Items from a data source

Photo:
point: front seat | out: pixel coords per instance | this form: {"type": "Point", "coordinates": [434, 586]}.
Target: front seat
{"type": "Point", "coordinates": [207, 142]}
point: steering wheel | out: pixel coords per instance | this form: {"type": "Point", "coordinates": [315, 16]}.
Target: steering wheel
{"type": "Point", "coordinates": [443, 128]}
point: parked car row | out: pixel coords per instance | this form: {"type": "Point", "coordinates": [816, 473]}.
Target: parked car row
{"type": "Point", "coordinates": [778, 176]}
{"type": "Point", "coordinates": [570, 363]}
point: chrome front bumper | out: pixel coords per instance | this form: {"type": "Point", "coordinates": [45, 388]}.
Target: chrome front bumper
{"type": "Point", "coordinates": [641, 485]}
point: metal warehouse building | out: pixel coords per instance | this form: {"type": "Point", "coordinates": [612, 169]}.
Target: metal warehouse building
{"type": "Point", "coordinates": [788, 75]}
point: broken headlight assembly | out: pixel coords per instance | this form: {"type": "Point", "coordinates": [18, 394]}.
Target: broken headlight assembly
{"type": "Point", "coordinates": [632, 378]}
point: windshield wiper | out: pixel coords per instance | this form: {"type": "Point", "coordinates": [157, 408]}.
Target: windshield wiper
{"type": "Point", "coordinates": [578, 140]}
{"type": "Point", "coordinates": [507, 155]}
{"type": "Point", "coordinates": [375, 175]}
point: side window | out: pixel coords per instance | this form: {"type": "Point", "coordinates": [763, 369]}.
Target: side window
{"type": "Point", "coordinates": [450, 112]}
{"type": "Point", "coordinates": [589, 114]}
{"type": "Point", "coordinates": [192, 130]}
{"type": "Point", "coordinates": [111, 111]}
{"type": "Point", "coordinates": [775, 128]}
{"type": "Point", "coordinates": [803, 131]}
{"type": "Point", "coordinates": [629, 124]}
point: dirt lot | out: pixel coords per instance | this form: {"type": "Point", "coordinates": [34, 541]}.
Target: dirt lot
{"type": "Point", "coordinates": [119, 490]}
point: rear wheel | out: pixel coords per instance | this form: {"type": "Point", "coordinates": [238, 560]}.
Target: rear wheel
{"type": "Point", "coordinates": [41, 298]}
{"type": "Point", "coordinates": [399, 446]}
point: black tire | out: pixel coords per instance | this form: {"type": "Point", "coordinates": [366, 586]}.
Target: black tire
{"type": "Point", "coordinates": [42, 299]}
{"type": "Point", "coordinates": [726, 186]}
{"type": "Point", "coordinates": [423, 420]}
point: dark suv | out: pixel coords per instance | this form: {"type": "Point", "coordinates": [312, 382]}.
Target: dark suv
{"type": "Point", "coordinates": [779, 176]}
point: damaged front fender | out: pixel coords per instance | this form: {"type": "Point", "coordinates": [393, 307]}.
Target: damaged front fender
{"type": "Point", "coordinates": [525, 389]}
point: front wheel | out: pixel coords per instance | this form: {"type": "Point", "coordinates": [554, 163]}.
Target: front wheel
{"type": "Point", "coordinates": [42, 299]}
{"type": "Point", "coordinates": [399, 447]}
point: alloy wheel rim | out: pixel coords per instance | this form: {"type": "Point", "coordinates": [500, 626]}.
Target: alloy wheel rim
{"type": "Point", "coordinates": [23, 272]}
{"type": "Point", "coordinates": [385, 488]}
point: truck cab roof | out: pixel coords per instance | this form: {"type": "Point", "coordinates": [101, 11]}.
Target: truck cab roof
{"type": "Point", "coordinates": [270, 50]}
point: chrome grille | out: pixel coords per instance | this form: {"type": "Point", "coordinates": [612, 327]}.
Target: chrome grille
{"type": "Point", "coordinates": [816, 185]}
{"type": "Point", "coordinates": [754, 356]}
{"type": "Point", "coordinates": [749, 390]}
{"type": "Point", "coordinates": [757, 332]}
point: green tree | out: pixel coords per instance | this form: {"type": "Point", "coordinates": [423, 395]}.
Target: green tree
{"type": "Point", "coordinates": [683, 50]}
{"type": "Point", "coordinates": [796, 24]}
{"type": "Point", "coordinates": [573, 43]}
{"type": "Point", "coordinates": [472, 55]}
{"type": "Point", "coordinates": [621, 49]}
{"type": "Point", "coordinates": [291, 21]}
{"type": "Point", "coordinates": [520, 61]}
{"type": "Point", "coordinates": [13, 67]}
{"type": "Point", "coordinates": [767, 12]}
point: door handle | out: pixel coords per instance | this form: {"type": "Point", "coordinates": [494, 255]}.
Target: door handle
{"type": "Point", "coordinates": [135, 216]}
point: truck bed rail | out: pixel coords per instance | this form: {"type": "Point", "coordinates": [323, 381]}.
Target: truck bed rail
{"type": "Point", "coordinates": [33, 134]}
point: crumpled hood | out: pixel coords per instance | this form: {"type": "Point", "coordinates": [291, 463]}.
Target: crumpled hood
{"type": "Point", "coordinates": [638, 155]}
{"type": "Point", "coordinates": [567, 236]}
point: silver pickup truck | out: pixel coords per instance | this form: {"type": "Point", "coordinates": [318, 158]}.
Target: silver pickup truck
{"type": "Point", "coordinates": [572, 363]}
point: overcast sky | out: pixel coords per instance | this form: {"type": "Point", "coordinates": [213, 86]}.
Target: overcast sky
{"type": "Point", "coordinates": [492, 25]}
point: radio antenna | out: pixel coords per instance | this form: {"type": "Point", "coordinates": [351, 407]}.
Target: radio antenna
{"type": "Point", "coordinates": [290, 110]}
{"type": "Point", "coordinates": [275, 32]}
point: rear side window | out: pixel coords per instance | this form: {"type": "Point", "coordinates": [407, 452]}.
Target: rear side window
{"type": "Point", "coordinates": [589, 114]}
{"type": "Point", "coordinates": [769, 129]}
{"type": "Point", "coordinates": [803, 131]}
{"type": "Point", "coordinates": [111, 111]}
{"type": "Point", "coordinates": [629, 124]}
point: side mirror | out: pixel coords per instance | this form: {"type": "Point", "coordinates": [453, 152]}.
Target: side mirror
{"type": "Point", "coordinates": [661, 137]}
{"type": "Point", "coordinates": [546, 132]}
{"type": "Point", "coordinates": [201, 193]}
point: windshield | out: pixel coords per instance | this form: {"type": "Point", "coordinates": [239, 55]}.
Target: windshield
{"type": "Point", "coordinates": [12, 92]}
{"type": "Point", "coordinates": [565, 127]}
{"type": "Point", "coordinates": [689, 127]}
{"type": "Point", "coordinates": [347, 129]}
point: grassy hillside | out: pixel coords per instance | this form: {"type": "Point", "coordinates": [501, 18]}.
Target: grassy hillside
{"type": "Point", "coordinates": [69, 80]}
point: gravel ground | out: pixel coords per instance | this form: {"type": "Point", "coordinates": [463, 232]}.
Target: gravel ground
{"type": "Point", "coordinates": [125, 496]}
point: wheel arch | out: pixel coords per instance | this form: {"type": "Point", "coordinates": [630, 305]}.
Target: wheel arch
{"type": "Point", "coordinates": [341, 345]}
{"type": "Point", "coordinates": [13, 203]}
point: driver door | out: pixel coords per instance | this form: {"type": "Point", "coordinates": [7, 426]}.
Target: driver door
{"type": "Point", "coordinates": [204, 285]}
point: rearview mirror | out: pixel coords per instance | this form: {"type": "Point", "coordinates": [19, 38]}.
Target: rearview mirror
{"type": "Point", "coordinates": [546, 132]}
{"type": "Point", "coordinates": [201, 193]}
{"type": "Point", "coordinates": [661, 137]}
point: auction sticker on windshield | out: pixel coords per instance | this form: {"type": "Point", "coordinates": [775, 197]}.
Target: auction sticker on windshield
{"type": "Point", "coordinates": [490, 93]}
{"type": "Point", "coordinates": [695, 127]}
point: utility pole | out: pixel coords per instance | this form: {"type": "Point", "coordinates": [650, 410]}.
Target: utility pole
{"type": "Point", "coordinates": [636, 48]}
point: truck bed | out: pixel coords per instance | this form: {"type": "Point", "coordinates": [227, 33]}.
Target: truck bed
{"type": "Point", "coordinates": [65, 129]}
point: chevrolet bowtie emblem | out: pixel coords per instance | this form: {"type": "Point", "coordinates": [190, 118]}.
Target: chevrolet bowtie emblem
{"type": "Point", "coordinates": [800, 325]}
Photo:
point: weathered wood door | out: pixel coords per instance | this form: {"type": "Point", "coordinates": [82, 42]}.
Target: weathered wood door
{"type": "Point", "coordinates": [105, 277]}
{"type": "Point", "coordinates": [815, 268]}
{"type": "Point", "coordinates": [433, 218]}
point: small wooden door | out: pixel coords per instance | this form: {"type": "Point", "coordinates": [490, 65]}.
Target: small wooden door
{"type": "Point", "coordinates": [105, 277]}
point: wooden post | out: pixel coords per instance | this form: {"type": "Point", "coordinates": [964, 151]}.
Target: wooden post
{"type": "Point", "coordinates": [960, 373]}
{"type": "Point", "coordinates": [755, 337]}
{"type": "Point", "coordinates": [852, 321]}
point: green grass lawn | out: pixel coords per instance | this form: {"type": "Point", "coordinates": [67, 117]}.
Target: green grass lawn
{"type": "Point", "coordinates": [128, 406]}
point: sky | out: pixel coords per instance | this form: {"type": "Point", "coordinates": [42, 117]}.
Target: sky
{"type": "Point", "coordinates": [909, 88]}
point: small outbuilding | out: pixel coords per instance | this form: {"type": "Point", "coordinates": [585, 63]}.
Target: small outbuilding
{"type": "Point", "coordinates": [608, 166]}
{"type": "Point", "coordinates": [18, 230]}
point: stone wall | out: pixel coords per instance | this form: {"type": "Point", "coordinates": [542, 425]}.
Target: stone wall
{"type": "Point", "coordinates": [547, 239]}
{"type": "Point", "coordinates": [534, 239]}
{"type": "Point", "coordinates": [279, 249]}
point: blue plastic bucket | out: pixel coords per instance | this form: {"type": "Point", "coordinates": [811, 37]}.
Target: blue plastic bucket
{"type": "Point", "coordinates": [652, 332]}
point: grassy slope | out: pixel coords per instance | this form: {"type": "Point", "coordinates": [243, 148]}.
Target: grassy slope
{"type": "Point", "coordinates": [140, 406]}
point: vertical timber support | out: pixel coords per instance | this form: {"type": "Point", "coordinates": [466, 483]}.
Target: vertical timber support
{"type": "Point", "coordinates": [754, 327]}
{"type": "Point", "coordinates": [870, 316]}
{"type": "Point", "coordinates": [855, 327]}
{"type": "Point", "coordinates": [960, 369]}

▶ **PROBLEM REQUIREMENTS**:
Please format everything from the line containing "point: vertical timber" down to the end of the data as a two-column CSV headed input and output. Each text and its answer share a row, each field is quoted, and line breaks are replaced with spaces.

▶ **SOLUTION BELOW**:
input,output
"point: vertical timber support | out: pixel coords per instance | this form: {""type"": ""Point"", ""coordinates"": [466, 483]}. Target: vertical timber support","{""type"": ""Point"", ""coordinates"": [754, 327]} {""type"": ""Point"", ""coordinates"": [870, 316]} {""type"": ""Point"", ""coordinates"": [855, 327]} {""type"": ""Point"", ""coordinates"": [960, 369]}"